PASSAGE SHOWN:
Patricia Ann Irizarry (born February 8, 1965) is an American former soccer player who played as a defender, making two appearances for the United States women's national team.

Career
She played youth soccer for the Dartmouth Darts, the Dartmouth Dolls, Sparta Soccer Club, and the Richardson Sting of Richardson, Texas. She also played volleyball for the Richardson Junior High Falcons in 1979.

Irizarry made her international debut for the United States on July 7, 1987 in a friendly match against Canada. She earned her second and final cap for the U.S. on July 29, 1988 in a friendly match against France.  In 1987, she also participated at the U.S. Olympic Festival in Durham, North Carolina, playing for the Olympic South women's soccer team.

Personal life
Irizarry is a native of Richardson, Texas, and attended Lloyd V. Berkner High School. She attended Texas A&M University before later going to the North Texas State University, where she received a Bachelor of Business Administration in 1987. She later received a Bachelor of Science in Nursing from the University of Texas at Arlington in 1995, and a Master of Science in Nursing from Texas Woman's University in 2002. She currently works as a nurse practitioner.

DATA ROWS:
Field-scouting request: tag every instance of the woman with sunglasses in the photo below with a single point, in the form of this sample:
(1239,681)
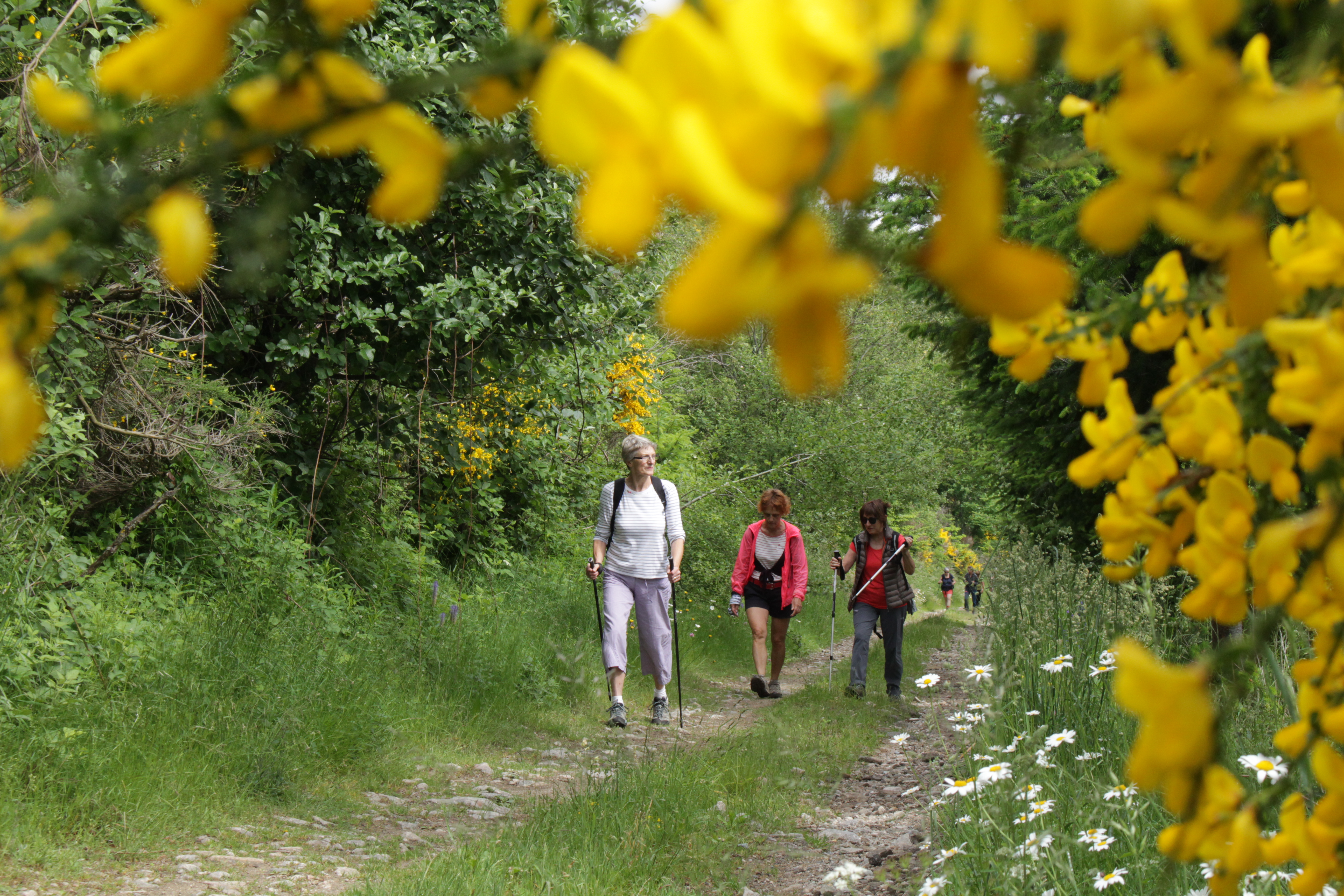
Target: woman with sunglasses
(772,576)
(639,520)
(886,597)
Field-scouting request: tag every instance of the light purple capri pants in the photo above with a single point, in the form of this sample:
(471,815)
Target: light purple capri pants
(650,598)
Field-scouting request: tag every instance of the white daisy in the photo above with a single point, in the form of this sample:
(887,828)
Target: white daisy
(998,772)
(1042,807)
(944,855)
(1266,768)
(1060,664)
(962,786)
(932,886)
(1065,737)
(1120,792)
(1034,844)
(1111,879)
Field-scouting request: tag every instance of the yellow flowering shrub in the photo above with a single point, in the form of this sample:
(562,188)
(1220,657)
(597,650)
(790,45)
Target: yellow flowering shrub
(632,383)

EXERCISE TASKS:
• A. In the biography of Patricia Ann Irizarry, rewrite the paragraph that begins "Irizarry is a native of Richardson, Texas" as a short bulleted list that keeps its main facts.
• B. Put this sentence from the Irizarry biography into Spanish: "Irizarry made her international debut for the United States on July 7, 1987 in a friendly match against Canada."

TASK-BY-TASK SOLUTIONS:
• A.
- From Richardson, Texas; attended Lloyd V. Berkner High School
- Attended Texas A&M University, then North Texas State University (Bachelor of Business Administration, 1987)
- University of Texas at Arlington: Bachelor of Science in Nursing, 1995
- Texas Woman's University: Master of Science in Nursing, 2002
- Now works as a nurse practitioner

• B. Irizarry debutó como internacional con Estados Unidos el 7 de julio de 1987 en un partido amistoso contra Canadá.